## Set problem
In the data below, count the lines that contain the string "dark", matching case exactly. Give only the number.

Start of Provided information

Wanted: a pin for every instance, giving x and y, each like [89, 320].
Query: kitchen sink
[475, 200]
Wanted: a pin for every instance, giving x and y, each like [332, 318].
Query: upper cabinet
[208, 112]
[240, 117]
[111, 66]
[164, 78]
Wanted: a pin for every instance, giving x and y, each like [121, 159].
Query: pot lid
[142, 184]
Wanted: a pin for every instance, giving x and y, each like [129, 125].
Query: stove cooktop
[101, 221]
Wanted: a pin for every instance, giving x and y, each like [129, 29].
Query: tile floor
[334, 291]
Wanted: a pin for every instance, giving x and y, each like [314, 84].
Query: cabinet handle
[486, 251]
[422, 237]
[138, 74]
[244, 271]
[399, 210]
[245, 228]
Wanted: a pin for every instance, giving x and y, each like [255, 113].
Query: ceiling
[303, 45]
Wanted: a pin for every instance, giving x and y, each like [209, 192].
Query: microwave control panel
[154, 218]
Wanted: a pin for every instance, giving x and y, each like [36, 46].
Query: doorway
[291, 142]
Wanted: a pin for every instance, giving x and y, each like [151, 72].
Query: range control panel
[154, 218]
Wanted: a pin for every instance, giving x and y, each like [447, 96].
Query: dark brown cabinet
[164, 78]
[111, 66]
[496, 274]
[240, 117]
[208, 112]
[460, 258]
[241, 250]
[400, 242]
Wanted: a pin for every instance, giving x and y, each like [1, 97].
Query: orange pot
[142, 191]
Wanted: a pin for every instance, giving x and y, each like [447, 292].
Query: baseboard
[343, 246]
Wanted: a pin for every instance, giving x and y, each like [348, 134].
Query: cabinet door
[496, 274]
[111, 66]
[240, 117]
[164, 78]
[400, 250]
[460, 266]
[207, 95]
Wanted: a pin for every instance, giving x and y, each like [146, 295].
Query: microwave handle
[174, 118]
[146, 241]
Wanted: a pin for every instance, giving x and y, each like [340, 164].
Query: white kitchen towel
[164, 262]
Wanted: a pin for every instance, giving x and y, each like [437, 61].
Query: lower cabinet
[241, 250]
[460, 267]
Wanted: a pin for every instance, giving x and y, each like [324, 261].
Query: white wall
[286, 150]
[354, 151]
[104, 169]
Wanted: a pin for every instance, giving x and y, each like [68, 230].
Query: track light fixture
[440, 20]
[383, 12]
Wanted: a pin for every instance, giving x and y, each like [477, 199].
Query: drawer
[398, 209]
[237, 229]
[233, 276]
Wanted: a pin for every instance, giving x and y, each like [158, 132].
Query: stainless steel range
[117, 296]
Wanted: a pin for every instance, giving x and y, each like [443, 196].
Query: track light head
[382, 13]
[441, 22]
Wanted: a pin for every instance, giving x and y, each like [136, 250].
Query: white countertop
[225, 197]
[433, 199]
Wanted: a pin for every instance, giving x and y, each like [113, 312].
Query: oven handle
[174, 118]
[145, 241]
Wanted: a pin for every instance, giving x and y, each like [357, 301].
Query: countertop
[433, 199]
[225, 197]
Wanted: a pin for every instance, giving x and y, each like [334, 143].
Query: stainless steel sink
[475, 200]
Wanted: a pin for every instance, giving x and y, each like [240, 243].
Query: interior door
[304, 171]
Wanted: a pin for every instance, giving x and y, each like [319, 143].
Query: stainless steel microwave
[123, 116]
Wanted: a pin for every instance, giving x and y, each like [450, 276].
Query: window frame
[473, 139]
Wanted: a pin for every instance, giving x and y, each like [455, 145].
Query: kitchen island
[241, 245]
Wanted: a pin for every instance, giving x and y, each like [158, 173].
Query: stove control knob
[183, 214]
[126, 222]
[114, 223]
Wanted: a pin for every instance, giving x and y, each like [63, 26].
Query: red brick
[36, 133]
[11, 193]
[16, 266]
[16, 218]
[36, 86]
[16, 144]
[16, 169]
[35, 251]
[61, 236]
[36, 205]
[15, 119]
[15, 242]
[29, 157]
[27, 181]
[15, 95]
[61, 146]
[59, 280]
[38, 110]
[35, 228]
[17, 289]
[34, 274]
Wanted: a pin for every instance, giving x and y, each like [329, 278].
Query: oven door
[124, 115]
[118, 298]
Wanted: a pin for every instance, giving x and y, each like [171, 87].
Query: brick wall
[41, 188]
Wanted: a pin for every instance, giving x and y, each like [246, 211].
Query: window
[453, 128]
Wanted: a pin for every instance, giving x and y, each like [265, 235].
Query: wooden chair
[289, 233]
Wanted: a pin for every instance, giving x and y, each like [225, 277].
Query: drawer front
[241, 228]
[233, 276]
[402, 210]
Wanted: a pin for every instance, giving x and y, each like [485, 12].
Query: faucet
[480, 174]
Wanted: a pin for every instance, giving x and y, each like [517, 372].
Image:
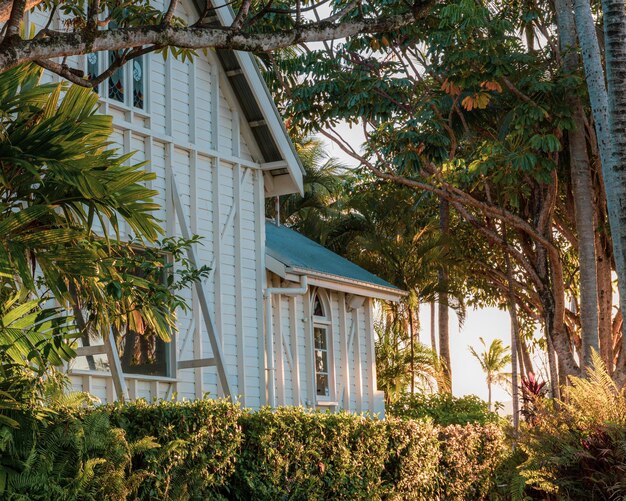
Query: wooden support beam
[345, 354]
[295, 365]
[196, 363]
[86, 351]
[115, 366]
[216, 346]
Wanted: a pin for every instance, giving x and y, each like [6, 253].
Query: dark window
[138, 82]
[117, 87]
[93, 69]
[321, 361]
[141, 350]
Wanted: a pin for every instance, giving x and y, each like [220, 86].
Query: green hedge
[213, 450]
[443, 409]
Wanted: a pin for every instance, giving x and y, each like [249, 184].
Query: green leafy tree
[493, 360]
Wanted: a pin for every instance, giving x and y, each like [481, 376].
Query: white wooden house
[209, 130]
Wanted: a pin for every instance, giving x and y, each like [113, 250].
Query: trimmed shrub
[211, 449]
[291, 453]
[198, 445]
[470, 455]
[443, 409]
[412, 466]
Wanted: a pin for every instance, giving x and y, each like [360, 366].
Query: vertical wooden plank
[332, 364]
[132, 389]
[295, 355]
[195, 307]
[217, 256]
[279, 359]
[345, 354]
[215, 106]
[311, 396]
[371, 353]
[154, 391]
[192, 103]
[261, 276]
[170, 221]
[87, 386]
[169, 127]
[358, 376]
[236, 135]
[239, 285]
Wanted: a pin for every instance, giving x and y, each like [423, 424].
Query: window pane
[321, 361]
[92, 66]
[142, 353]
[116, 81]
[322, 385]
[320, 338]
[318, 309]
[138, 83]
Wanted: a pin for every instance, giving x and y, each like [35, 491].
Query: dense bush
[443, 409]
[212, 450]
[198, 445]
[576, 449]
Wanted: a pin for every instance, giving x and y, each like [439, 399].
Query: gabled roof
[281, 163]
[300, 255]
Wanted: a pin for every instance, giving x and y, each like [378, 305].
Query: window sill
[145, 377]
[326, 403]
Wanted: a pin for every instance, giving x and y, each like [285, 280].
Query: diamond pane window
[138, 83]
[321, 361]
[116, 82]
[93, 69]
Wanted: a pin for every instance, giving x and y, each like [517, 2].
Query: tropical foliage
[577, 447]
[493, 360]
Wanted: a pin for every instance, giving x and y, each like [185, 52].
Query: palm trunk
[412, 344]
[609, 117]
[615, 57]
[582, 189]
[444, 335]
[514, 340]
[433, 328]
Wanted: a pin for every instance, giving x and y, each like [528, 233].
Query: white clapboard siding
[295, 377]
[191, 126]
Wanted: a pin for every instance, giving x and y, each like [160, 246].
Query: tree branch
[198, 37]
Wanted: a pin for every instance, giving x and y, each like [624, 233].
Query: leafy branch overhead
[137, 27]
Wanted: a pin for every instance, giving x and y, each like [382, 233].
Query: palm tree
[401, 365]
[493, 360]
[61, 187]
[323, 185]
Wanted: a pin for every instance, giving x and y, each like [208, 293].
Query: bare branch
[70, 44]
[167, 18]
[7, 6]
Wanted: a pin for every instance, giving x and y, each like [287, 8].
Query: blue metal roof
[297, 251]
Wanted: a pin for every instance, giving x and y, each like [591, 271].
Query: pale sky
[488, 323]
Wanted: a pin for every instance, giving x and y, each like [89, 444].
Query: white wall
[351, 354]
[191, 128]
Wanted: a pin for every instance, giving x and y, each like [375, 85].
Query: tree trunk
[615, 58]
[444, 335]
[582, 189]
[433, 328]
[514, 339]
[412, 345]
[609, 116]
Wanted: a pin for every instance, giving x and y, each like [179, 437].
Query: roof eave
[368, 289]
[282, 184]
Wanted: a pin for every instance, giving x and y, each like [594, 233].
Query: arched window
[321, 344]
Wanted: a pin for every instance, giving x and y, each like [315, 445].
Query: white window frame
[127, 75]
[171, 355]
[325, 323]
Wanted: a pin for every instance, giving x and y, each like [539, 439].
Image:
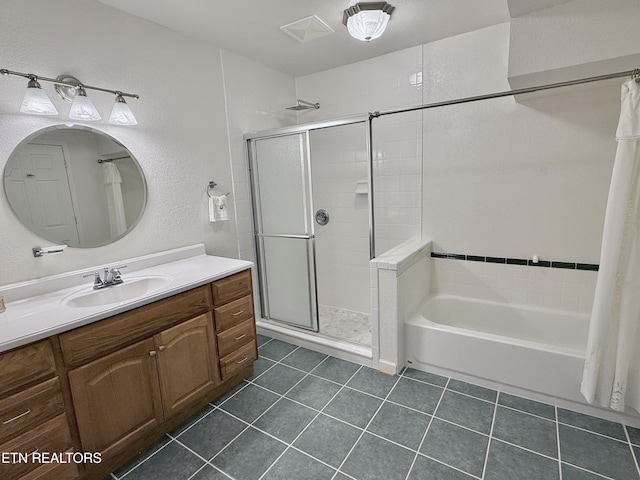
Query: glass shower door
[281, 186]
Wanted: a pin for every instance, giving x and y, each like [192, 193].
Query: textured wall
[180, 142]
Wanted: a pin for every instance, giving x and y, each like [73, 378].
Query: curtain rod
[632, 73]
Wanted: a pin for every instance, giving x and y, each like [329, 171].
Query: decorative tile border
[518, 261]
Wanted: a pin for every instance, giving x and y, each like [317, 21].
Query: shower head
[303, 105]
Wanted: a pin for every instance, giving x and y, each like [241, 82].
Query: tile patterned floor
[305, 415]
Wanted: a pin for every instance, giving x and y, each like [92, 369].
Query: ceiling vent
[307, 29]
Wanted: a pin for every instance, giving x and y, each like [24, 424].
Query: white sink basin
[132, 288]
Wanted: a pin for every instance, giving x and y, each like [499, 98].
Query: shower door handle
[322, 217]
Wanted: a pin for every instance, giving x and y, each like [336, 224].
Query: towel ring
[213, 185]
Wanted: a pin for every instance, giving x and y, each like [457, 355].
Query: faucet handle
[97, 281]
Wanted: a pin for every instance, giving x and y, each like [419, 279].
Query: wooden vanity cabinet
[137, 375]
[32, 413]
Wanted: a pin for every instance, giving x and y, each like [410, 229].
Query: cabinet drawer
[50, 437]
[29, 408]
[238, 359]
[233, 313]
[86, 343]
[234, 338]
[231, 288]
[25, 365]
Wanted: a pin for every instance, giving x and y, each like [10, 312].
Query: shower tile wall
[569, 290]
[381, 83]
[255, 100]
[338, 162]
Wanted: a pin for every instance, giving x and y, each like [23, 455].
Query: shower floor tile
[342, 421]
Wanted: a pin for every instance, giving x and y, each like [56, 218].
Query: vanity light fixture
[367, 21]
[36, 100]
[73, 91]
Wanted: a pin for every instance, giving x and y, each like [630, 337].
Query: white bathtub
[535, 349]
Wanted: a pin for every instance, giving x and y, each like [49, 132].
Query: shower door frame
[305, 129]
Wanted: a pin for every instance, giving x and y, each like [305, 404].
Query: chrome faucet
[112, 276]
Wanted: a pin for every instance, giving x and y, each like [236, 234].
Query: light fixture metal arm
[4, 71]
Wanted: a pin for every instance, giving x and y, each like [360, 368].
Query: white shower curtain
[115, 205]
[611, 376]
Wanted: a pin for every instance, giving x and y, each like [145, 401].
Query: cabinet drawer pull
[17, 417]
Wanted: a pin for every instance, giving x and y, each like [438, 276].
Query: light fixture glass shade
[121, 114]
[82, 108]
[36, 101]
[367, 21]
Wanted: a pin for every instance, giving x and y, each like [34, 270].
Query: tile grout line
[364, 430]
[555, 411]
[633, 453]
[424, 436]
[493, 422]
[290, 445]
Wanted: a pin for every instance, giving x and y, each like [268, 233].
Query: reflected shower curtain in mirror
[611, 375]
[115, 205]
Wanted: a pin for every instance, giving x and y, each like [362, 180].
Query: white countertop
[36, 309]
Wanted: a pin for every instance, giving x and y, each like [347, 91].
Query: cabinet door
[187, 362]
[116, 398]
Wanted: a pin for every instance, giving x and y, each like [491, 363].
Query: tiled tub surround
[305, 415]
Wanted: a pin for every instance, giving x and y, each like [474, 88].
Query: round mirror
[75, 186]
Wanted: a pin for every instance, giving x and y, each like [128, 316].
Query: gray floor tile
[506, 462]
[276, 349]
[173, 462]
[353, 407]
[249, 455]
[597, 454]
[328, 440]
[456, 446]
[372, 381]
[285, 420]
[374, 458]
[304, 359]
[212, 433]
[432, 378]
[249, 403]
[335, 369]
[526, 405]
[314, 392]
[473, 390]
[593, 424]
[569, 472]
[279, 378]
[418, 395]
[209, 473]
[466, 411]
[260, 366]
[400, 425]
[427, 469]
[296, 465]
[262, 339]
[634, 435]
[526, 431]
[141, 457]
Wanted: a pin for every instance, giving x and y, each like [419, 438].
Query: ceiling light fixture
[72, 90]
[367, 21]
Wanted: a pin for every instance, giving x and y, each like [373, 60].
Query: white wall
[256, 97]
[181, 140]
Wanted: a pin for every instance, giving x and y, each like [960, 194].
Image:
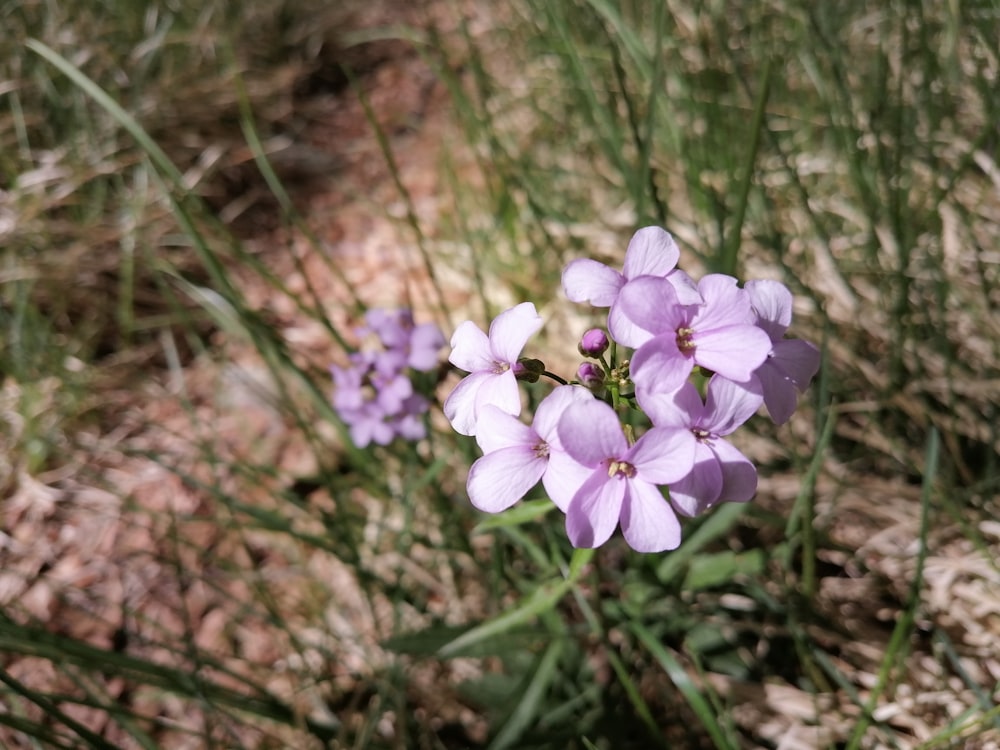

End of Provided information

## Expected answer
2